Coordinate labeling data:
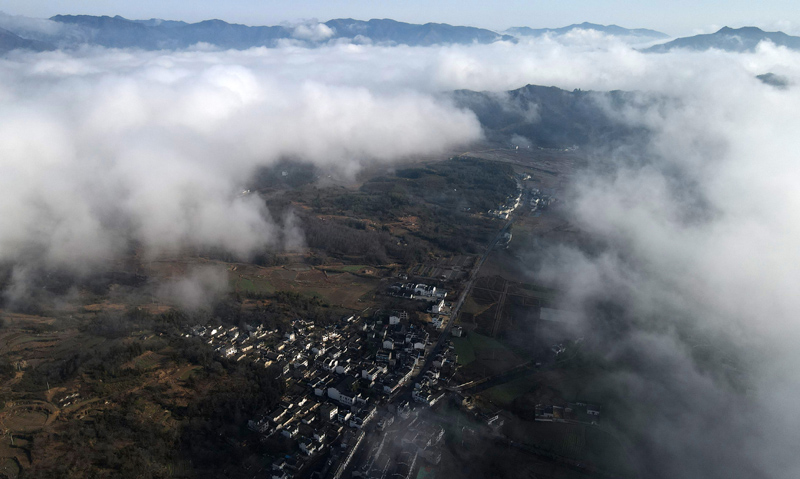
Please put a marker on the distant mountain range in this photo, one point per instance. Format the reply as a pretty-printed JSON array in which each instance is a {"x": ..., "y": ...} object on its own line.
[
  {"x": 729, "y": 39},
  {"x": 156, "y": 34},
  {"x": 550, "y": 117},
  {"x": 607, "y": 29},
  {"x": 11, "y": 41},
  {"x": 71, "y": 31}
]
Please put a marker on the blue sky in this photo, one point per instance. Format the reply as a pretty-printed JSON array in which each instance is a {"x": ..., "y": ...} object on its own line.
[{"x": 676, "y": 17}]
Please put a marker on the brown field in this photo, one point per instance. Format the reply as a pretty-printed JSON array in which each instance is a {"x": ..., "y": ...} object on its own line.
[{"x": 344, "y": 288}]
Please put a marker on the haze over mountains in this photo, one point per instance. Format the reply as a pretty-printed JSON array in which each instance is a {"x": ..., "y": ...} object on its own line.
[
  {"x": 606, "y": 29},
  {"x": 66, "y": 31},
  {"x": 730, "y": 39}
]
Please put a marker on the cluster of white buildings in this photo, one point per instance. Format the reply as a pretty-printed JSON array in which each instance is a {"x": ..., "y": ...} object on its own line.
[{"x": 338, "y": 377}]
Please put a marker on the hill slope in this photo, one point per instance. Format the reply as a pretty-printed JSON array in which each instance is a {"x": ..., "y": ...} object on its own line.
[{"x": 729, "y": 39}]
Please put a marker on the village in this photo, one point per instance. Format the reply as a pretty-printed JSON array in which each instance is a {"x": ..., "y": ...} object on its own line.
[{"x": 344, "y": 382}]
...
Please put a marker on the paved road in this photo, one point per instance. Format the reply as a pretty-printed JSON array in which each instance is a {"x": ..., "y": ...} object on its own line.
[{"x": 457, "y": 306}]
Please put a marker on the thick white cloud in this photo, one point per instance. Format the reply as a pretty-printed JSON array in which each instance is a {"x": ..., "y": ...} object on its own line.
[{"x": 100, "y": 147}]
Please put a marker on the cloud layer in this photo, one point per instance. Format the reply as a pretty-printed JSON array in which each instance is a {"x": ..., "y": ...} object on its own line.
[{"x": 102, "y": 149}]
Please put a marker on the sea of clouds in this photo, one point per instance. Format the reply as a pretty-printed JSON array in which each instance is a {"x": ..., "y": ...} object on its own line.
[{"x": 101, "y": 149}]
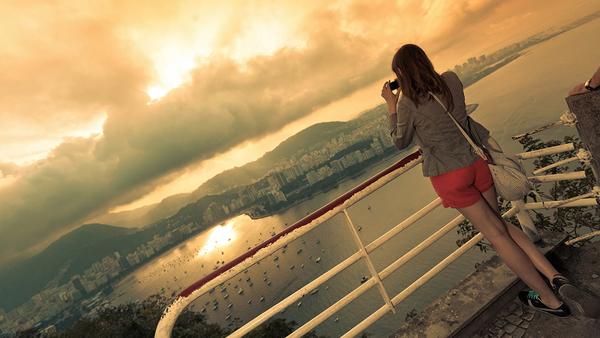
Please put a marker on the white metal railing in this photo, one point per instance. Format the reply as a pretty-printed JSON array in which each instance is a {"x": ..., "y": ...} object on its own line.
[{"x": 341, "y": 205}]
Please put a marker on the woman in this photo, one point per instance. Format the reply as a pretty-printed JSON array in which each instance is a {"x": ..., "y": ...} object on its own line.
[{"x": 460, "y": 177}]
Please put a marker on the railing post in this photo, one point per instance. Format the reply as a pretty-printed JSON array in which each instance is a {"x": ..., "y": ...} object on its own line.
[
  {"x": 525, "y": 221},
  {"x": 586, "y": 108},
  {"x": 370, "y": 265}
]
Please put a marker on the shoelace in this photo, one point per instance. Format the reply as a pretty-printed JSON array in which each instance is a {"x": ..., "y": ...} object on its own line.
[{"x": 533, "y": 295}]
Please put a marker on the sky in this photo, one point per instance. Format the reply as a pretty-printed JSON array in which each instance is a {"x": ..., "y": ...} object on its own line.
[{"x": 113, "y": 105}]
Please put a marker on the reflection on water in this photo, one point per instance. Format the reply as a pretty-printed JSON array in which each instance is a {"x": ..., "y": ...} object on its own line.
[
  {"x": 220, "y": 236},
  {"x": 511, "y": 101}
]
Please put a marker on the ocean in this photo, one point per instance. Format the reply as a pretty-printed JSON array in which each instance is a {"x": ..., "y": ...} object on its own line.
* * *
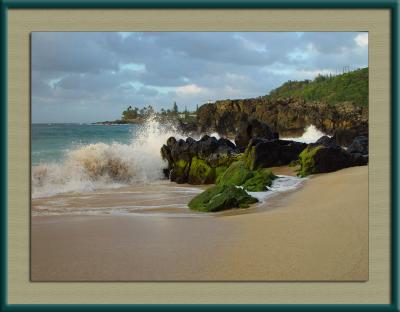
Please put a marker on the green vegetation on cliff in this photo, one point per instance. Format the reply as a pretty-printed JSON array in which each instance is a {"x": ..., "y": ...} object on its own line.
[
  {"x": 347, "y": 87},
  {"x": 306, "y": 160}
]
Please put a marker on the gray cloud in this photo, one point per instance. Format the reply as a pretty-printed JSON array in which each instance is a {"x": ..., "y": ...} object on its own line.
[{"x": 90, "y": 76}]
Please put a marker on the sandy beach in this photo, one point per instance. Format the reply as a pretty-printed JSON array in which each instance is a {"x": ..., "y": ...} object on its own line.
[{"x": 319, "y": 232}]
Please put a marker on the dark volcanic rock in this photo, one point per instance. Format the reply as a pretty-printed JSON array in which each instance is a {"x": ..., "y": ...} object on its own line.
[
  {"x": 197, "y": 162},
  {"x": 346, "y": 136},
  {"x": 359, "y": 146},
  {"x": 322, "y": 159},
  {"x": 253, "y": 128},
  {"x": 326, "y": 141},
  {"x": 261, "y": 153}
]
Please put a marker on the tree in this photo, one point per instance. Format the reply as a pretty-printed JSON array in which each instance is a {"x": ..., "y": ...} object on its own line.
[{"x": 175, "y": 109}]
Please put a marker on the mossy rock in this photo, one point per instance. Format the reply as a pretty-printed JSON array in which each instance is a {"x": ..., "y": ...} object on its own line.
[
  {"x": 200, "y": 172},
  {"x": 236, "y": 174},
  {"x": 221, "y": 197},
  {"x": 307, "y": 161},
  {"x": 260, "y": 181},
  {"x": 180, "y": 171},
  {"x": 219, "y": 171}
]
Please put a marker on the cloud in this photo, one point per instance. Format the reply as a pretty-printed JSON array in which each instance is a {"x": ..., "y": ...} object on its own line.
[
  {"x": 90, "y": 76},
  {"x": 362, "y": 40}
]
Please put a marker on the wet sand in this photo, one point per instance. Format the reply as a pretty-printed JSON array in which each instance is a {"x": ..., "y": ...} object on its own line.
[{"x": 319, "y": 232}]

> _EXERCISE OBJECTIVE_:
Tally the lines in the material that contain the string "cluster". Give only the number.

> _THE COMPLETED TASK_:
1